Could you print everything from the start of the rows below down to and including the line that contains "POLYGON ((81 50, 79", reproducing each line exactly and leaving out the pictures?
▶
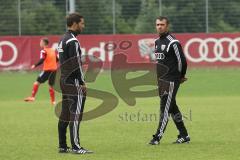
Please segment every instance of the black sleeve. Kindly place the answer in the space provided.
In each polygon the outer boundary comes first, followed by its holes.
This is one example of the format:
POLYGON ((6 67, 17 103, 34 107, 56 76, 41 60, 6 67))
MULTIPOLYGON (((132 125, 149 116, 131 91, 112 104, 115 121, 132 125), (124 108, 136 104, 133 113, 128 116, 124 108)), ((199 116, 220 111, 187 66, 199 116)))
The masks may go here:
POLYGON ((35 67, 43 64, 43 62, 44 62, 44 58, 41 58, 41 59, 35 64, 35 67))
POLYGON ((179 42, 173 43, 172 46, 173 46, 174 53, 177 57, 178 70, 181 73, 181 76, 185 77, 185 74, 186 74, 186 71, 187 71, 187 60, 186 60, 186 57, 183 53, 182 46, 179 42))
POLYGON ((81 50, 79 43, 76 41, 71 41, 68 44, 68 54, 69 57, 72 59, 72 66, 75 66, 75 70, 73 71, 73 74, 75 77, 79 80, 80 84, 84 84, 84 75, 82 70, 82 62, 81 62, 81 50), (80 52, 79 52, 80 51, 80 52))

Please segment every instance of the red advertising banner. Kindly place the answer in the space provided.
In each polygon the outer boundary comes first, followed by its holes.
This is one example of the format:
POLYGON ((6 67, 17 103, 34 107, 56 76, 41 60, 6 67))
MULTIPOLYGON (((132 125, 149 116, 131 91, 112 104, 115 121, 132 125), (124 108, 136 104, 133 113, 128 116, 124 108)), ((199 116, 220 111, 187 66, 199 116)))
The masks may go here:
MULTIPOLYGON (((189 66, 240 66, 240 33, 174 34, 183 46, 189 66)), ((57 48, 61 36, 47 36, 50 46, 57 48)), ((40 58, 42 36, 0 37, 0 70, 24 70, 40 58)), ((110 68, 113 56, 126 54, 128 62, 154 61, 156 34, 80 35, 84 55, 101 59, 110 68)))

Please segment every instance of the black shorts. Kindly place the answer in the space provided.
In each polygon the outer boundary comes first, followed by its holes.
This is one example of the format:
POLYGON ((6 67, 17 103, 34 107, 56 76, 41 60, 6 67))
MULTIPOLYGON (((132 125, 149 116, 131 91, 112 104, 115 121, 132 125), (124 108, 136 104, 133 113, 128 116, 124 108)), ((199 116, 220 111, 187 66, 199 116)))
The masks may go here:
POLYGON ((37 81, 39 83, 44 83, 48 80, 48 84, 50 86, 53 86, 55 82, 55 77, 56 77, 56 71, 42 71, 39 74, 37 81))

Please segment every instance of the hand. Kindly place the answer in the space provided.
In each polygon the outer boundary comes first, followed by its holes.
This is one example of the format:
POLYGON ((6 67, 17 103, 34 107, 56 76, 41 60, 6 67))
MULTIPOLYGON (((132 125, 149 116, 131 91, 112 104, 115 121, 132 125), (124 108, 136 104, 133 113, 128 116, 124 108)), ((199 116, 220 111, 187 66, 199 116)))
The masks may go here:
POLYGON ((35 65, 32 65, 32 66, 31 66, 31 69, 34 69, 34 68, 35 68, 35 65))
POLYGON ((82 91, 83 91, 83 95, 87 95, 87 86, 86 86, 86 84, 83 84, 83 85, 81 85, 81 89, 82 89, 82 91))
POLYGON ((183 78, 180 79, 180 83, 181 83, 181 84, 184 83, 185 81, 187 81, 187 78, 186 78, 186 77, 183 77, 183 78))

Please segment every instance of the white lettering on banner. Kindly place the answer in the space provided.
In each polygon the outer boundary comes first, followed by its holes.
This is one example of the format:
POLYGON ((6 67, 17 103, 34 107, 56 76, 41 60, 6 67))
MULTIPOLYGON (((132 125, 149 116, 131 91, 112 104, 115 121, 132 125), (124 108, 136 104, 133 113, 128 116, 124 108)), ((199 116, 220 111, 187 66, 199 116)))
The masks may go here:
POLYGON ((10 66, 11 64, 13 64, 16 61, 17 57, 18 57, 18 50, 17 50, 17 47, 12 42, 9 42, 9 41, 1 41, 0 42, 0 66, 10 66), (2 59, 2 57, 3 57, 2 46, 4 46, 4 45, 9 46, 13 50, 12 57, 7 61, 4 61, 2 59))
POLYGON ((240 38, 206 38, 206 39, 201 39, 201 38, 192 38, 187 41, 185 44, 184 48, 184 53, 185 56, 188 60, 191 62, 231 62, 231 61, 236 61, 240 62, 240 57, 238 57, 239 54, 239 45, 237 44, 240 42, 240 38), (193 53, 190 52, 189 47, 193 45, 194 43, 198 43, 198 55, 199 57, 193 57, 193 53), (209 57, 210 52, 209 52, 209 43, 213 43, 213 55, 214 57, 209 57), (224 55, 224 46, 223 43, 228 43, 228 48, 227 48, 227 54, 228 57, 223 56, 224 55))
MULTIPOLYGON (((96 61, 97 59, 94 59, 94 57, 96 57, 103 62, 105 62, 107 60, 106 57, 108 57, 108 61, 111 62, 113 60, 114 50, 112 49, 105 50, 106 48, 105 42, 99 42, 99 45, 100 45, 99 47, 92 47, 88 51, 86 50, 86 48, 81 47, 82 55, 88 55, 91 61, 96 61), (96 55, 96 54, 99 54, 99 55, 96 55)), ((107 43, 107 45, 108 45, 107 48, 111 48, 113 44, 107 43)), ((52 48, 57 49, 58 43, 53 43, 52 48)))

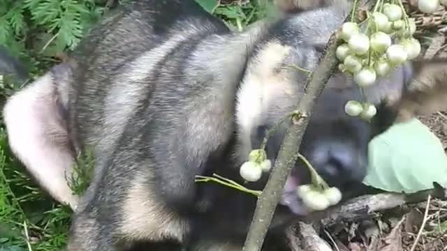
◀
[The completed task]:
Please segment every instance of the black sleeve. Kindly place the answer in the space provided.
In each polygon the outer boundary comes first, followed by its holes.
This is one example of the format:
POLYGON ((6 67, 17 103, 34 107, 56 76, 41 60, 6 67))
MULTIPOLYGON (((132 125, 149 116, 131 91, 112 104, 115 121, 132 125), (124 108, 136 104, 133 113, 128 116, 124 108)), ((199 116, 220 111, 187 66, 199 116)))
The masks may go here:
POLYGON ((35 67, 43 64, 43 62, 44 62, 44 58, 41 58, 41 59, 35 64, 35 67))
POLYGON ((179 42, 173 43, 172 46, 173 46, 174 53, 177 57, 178 70, 181 73, 181 76, 185 77, 185 74, 186 74, 186 71, 187 71, 187 60, 186 60, 186 57, 183 53, 182 46, 179 42))
POLYGON ((81 50, 79 43, 76 41, 71 41, 68 44, 68 54, 69 57, 72 59, 72 66, 75 66, 75 70, 73 71, 73 74, 75 77, 79 80, 80 84, 84 84, 84 75, 82 70, 82 62, 81 62, 81 50), (80 52, 79 52, 80 51, 80 52))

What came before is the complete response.